##### Provided material
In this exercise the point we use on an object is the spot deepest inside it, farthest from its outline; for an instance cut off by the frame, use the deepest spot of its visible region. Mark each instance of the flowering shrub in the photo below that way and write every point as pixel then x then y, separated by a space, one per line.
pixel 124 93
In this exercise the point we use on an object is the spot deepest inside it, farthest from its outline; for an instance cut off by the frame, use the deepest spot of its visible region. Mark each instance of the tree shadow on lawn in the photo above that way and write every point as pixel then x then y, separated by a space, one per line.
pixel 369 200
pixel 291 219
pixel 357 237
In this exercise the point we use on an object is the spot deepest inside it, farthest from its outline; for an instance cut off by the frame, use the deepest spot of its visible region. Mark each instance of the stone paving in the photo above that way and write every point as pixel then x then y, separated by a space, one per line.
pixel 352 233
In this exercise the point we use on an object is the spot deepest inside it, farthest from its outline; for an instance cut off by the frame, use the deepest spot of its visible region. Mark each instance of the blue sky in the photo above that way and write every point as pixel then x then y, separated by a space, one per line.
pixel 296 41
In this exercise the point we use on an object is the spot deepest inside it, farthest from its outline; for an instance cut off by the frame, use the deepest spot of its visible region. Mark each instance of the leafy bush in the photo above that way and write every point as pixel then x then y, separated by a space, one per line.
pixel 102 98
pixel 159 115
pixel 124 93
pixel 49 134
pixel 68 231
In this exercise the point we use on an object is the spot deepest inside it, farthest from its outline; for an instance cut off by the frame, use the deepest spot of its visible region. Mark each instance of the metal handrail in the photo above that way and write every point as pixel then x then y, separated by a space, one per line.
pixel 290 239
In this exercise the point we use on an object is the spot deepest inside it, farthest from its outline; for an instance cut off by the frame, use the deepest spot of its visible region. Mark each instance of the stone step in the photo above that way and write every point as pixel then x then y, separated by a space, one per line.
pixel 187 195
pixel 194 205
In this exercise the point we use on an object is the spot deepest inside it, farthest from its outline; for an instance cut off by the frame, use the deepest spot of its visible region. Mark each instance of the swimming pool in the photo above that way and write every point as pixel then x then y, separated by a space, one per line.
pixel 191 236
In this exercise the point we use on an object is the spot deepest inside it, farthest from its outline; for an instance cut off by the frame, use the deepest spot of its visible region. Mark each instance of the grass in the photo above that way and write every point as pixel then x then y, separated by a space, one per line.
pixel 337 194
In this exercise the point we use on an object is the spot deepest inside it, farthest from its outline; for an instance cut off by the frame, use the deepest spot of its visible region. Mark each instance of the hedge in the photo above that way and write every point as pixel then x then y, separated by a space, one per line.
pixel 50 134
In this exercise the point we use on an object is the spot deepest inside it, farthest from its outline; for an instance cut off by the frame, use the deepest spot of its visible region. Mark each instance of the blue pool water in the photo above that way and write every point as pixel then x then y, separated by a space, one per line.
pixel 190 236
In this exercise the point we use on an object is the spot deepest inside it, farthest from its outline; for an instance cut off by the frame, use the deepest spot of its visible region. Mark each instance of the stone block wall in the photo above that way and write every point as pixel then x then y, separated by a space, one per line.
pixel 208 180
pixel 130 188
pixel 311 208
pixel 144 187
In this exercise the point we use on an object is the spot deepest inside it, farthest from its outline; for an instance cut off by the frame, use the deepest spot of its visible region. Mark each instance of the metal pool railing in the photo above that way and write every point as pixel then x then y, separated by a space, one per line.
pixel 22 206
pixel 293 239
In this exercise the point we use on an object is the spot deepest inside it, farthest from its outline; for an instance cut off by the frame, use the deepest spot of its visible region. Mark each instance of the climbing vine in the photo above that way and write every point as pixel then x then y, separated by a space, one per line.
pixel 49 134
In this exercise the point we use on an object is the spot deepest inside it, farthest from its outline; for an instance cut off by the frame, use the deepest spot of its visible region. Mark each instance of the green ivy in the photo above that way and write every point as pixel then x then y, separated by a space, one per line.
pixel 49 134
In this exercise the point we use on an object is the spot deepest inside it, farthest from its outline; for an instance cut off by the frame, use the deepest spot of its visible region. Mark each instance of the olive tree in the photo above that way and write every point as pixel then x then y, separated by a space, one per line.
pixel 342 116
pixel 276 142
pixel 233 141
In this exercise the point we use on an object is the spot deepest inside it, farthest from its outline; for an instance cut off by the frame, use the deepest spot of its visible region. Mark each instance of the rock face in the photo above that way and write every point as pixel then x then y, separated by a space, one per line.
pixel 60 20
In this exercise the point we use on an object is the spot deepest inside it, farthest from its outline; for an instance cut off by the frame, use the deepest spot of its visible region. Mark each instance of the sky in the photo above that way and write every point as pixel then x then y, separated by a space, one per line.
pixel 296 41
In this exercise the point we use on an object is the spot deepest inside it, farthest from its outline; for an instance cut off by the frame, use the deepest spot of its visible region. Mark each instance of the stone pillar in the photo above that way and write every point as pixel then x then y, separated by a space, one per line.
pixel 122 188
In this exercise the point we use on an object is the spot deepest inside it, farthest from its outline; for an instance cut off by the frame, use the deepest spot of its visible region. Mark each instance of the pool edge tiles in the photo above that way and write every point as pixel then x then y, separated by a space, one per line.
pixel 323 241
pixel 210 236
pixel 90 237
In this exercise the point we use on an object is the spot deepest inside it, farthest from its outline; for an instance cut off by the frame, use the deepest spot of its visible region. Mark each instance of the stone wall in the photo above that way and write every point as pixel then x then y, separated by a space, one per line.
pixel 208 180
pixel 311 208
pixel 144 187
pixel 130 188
##########
**Exercise details**.
Set down an exact copy of the entries above.

**Written answer**.
In this exercise the point we use on an object is the spot deepest inside it, farthest from its outline; for an instance cut off by the frame, use the deepest spot of its visible region. Mark each instance of the flowering shrub in the photo below that way and write every point as pixel then x then y, separated by a space, one per line.
pixel 124 93
In this exercise the point we use on an object is the spot deepest inside it, farthest from its outline; for an instance cut off by the frame, use the deepest spot of its visible region. Mark each instance of the tree shadow on lawn in the photo above that way and write every point as pixel then x then y, separated by a space, one per line.
pixel 369 200
pixel 291 219
pixel 357 237
In this exercise the point we use on an object is the spot deepest inside it, farthest from its outline; for an instance cut off by the frame, use the deepest spot of its visible region. Mark each instance of the stone paving in the photo above that way and write every point as pixel then x then y, separated by a space, one per line.
pixel 352 233
In this exercise the point we use on an object is the spot deepest inside it, farthest from its outline; for an instance cut off by the frame, use the deepest spot of its visible region. Mark each instance of the blue sky in the photo above that way and write every point as pixel then x then y, separated by a space, one per line.
pixel 296 41
In this exercise the point we use on an object is the spot deepest inside it, farthest from its outline; for an instance cut off by the frame, use the deepest spot of its visible region. Mark each instance of the leafy bush in the photo above that way and write every point as pixel then x then y, separated by a space, one per line.
pixel 102 98
pixel 159 115
pixel 124 93
pixel 49 134
pixel 68 231
In this exercise the point we use on an object is the spot deepest inside it, farthest from its outline; for an instance cut off by the frame, use the deepest spot of its visible region. Mark each instance of the metal handrail in the photo above that way and write every point as pixel then x then y, separated by a space, one per line.
pixel 290 239
In this exercise the point we use on an object is the spot deepest inside it, farthest from its outline; for an instance cut off by the frame, use the deepest spot of its visible region. Mark each instance of the stone step in the photo above that way and write every point as pixel then x then y, separated by a space, one per line.
pixel 187 195
pixel 194 205
In this exercise the point we use on an object is the spot deepest inside it, farthest from its outline; for an instance cut off by the frame, use the deepest spot of its visible region. Mark each instance of the swimming pool in the photo above that way and write every point as pixel then x then y, separated by a space, one per line.
pixel 191 236
In this exercise the point we use on an object is the spot deepest inside it, farthest from its outline; for an instance cut off by the frame, use the deepest spot of its visible region. Mark each instance of the grass in the photo above that way and write every point as pixel then x then y, separated by a space, one per line.
pixel 337 194
In this exercise the point we use on an object is the spot deepest inside it, farthest from its outline; for an instance cut off by the frame, use the deepest spot of its visible region. Mark each instance of the hedge in the photo above that way and write every point as pixel then x then y, separated by a space, one per line.
pixel 50 134
In this exercise the point we use on an object is the spot deepest inside it, farthest from its outline; for an instance cut off by the frame, use the deepest spot of its visible region. Mark each instance of the blue pool water in the photo above that way and write every point as pixel then x then y, separated by a space, one per line.
pixel 190 236
In this exercise the point we use on an object is the spot deepest inside it, farthest from its outline; for an instance cut off by the frame, use the deepest spot of its visible region. Mark each instance of the stone block wall in the photo above that way and write every point as pixel then x then y, separated by a space, one per line.
pixel 208 180
pixel 130 188
pixel 311 208
pixel 144 187
In this exercise the point we use on an object is the spot deepest inside it, farthest from its outline; for an instance cut off by the frame, use the deepest spot of its visible region. Mark each instance of the metal pool railing in the photo above that way and write every point as pixel then x then y, separated by a space, one per line.
pixel 22 206
pixel 293 239
In this exercise the point we use on an object is the spot deepest inside it, farthest from its outline; for an instance cut off by the frame, use the deepest spot of its visible region. Mark each instance of the climbing vine in the photo above that way and write every point as pixel then x then y, separated by a space, one per line.
pixel 49 134
In this exercise the point we use on an object is the spot deepest inside it, farthest from its outline; for an instance cut off by the frame, use the deepest spot of its visible region. Mark each instance of the green ivy in the photo above that way and write every point as pixel then x then y, separated by a space, one per line.
pixel 49 134
In this exercise the point we use on an object is the spot deepest inside it, farthest from its outline; for an instance cut off by the frame, use the deepest spot of its visible region. Mark each instance of the olive tree in the photo above that way and write every point as pixel then x then y, separated by a space, one per line.
pixel 342 116
pixel 276 142
pixel 233 141
In this exercise the point we use on an object is the spot deepest inside it, farthest from its outline; for an instance cut off by the frame, use the deepest spot of its visible region. Mark each instance of the rock face in the photo above that way and write every point as pixel then x then y, separated by a space, one per line.
pixel 60 20
In this exercise the point we use on an object is the spot deepest inside it, farthest from its outline; for an instance cut off by the frame, use the deepest spot of its visible region. Mark each instance of the sky in the photo above that way and write every point as pixel then x then y, separated by a space, one per line.
pixel 296 41
In this exercise the point we use on an object is the spot deepest inside it, farthest from its outline; for an instance cut off by the frame, use the deepest spot of its visible region. Mark each instance of the stone pillar in the photo above that way and write every point as pixel then x then y, separated by a space, one per line.
pixel 122 188
In this exercise the point we use on an object is the spot deepest inside it, farthest from its outline; for an instance cut off by the frame, use the deepest spot of its visible region. Mark each instance of the pool edge tiles in the photo above that way and write every point as pixel then x then y, separated by a space, one per line.
pixel 323 241
pixel 210 236
pixel 90 237
In this exercise the point we use on an object is the spot deepest inside it, farthest from its outline; for an instance cut off by the frame, use the deepest spot of its visible region. Mark each instance of the stone wall in the photo above that way and write every point as pixel then x then y, separated by a space, one per line.
pixel 208 180
pixel 311 208
pixel 144 187
pixel 130 188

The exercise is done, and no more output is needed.